--- BEGIN Dataset content ---

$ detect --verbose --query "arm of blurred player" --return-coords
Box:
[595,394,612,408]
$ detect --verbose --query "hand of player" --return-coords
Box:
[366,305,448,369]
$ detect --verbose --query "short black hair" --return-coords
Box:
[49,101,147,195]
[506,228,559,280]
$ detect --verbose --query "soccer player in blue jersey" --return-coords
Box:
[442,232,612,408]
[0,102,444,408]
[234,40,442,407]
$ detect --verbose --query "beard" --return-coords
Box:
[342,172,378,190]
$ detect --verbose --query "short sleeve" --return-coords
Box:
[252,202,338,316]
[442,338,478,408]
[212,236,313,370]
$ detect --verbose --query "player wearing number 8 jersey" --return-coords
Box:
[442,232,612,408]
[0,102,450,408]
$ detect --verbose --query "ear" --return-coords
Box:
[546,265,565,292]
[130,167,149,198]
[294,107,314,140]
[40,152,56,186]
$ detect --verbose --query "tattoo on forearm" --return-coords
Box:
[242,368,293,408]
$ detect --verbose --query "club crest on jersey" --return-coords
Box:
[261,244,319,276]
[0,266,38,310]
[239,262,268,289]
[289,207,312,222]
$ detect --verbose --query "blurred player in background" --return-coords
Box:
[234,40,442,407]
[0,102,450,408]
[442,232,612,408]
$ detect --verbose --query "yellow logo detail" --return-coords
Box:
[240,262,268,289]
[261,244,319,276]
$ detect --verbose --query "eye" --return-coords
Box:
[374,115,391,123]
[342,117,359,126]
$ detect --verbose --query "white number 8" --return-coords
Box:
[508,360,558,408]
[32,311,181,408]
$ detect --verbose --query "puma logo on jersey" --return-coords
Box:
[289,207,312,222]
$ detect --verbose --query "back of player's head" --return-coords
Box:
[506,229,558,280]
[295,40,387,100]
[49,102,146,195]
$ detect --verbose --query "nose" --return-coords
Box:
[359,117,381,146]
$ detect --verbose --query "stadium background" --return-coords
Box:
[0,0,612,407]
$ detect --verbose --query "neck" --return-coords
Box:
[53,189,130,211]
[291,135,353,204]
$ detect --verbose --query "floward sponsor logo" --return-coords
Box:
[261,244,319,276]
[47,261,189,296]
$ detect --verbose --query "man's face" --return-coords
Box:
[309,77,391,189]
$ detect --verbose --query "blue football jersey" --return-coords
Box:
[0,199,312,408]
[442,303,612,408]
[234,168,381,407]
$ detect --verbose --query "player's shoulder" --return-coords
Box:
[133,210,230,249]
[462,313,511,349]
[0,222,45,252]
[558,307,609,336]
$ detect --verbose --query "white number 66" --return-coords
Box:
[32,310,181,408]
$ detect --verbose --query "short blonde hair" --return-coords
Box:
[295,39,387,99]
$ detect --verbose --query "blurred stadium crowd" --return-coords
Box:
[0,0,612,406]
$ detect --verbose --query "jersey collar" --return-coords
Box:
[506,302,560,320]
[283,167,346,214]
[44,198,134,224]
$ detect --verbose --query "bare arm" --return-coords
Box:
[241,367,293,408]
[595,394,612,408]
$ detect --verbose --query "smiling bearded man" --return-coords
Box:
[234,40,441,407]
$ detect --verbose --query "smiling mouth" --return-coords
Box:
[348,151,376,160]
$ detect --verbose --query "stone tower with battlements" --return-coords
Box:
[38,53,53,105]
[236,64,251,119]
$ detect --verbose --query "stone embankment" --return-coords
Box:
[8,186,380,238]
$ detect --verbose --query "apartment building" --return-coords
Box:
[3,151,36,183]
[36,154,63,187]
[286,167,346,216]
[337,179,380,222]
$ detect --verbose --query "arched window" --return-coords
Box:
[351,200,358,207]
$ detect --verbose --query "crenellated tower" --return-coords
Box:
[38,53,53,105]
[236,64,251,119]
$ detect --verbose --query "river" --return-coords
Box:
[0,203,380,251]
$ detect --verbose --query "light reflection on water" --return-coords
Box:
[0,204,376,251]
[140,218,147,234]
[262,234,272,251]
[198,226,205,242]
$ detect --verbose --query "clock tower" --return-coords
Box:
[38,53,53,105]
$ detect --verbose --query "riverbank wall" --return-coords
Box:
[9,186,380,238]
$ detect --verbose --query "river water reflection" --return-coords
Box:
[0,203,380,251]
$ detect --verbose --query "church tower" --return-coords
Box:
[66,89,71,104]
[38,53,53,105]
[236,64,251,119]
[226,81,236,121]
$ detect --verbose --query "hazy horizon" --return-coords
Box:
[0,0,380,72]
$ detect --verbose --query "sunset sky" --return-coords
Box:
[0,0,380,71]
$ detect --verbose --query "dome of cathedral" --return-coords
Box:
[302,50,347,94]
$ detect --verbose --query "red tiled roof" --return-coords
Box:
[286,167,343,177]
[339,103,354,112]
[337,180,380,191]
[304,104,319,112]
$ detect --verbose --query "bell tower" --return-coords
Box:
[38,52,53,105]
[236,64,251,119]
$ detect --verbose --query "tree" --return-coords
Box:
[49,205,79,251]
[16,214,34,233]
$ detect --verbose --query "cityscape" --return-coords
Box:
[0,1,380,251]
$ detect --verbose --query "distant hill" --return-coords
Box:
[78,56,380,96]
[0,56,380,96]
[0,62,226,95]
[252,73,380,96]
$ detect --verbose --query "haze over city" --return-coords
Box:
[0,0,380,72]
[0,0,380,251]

--- END Dataset content ---

Exercise prompt
Copy the records word for word, from the very first line down to and including the line with "[234,168,381,407]".

Problem solution
$ detect --verbose --query "arm of blurred player" --return-coords
Box:
[595,394,612,408]
$ detect --verbose --query "hand of player" --return-coords
Box:
[366,305,448,369]
$ detect --verbose --query "short black hair" --return-coords
Box:
[49,101,147,195]
[506,228,559,280]
$ detect --verbose --query "soccer player in blue jersey" --return-coords
Box:
[442,232,612,408]
[0,102,444,408]
[234,40,442,407]
$ detect --verbose --query "beard" --return-coords
Box:
[342,172,378,190]
$ detect --verbose --query "short sleeve" --return-coords
Box:
[252,202,338,316]
[442,338,478,408]
[212,236,313,370]
$ detect --verbose --query "player wearing number 8 jersey" --return-coords
Box:
[442,232,612,408]
[0,102,450,408]
$ detect --verbose --query "ear" --return-coords
Box:
[546,265,565,292]
[130,167,149,198]
[294,107,314,140]
[40,152,56,186]
$ detect --verbose --query "tattoo on forearm" --return-coords
Box:
[242,368,293,408]
$ detect --verbose --query "club crest on jersey" --return-coords
Box:
[261,244,319,276]
[0,266,38,310]
[239,262,268,289]
[289,207,312,222]
$ detect --verbose --query "blurred player in background" --return-coords
Box:
[234,40,442,407]
[0,102,450,408]
[442,232,612,408]
$ detect --verbose --query "yellow logo detail" --return-coords
Box:
[240,262,268,289]
[261,244,319,276]
$ detect --verbose --query "eye" --return-coords
Box:
[374,115,391,123]
[342,117,359,126]
$ detect --verbose --query "white number 8" --return-coords
Box:
[508,360,558,408]
[32,311,181,408]
$ detect --verbose --query "puma logo on jersey" --return-coords
Box:
[289,207,312,222]
$ detect --verbose --query "back of player's head" --return-coords
Box:
[506,229,558,280]
[295,40,387,100]
[49,102,146,195]
$ detect --verbose --query "nose" --return-coords
Box:
[359,117,381,146]
$ detect --verbose --query "stadium background" --return-coords
Box:
[0,0,612,407]
$ detect --verbose --query "neck" --return-coords
Box:
[53,189,130,211]
[291,135,353,204]
$ detect --verbose --query "floward sponsor logo" --return-coords
Box:
[261,244,319,276]
[47,261,189,296]
$ detect --verbose --query "man's face" --return-coords
Box:
[309,77,391,189]
$ detect --verbose --query "blue football jersey" --return-coords
Box:
[0,199,312,408]
[442,303,612,408]
[234,168,381,407]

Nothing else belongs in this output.